_Written exercise_.
Can you write out the material from its first line through the line containing "column 931, row 389", swapping "stucco" for "plaster" and leaving everything else unchanged, and return only those lines?

Location identification items
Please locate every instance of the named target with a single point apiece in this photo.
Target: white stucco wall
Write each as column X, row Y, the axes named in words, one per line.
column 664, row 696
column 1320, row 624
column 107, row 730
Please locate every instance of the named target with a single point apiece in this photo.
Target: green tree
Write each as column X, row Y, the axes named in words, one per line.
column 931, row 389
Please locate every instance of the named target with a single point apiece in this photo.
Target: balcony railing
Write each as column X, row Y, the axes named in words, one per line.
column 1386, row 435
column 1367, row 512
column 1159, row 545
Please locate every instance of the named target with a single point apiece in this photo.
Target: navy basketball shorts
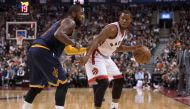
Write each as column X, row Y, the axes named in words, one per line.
column 44, row 68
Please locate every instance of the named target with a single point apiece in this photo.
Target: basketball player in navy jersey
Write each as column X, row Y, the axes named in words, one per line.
column 43, row 58
column 98, row 63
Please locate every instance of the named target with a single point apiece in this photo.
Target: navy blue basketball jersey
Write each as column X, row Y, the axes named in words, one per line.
column 48, row 40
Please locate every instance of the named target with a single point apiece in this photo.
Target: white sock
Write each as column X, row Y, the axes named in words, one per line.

_Exercise response_.
Please locate every instance of the named target with a single point apiece in this photo.
Target: white plaster wall
Write each as column X, row Y, the axes named in words, one per line.
column 664, row 696
column 1320, row 624
column 107, row 730
Please locate every instance of the named target with a single point apiece in this photo.
Target: green tree
Write each as column X, row Y, the axes named in words, one per line.
column 931, row 389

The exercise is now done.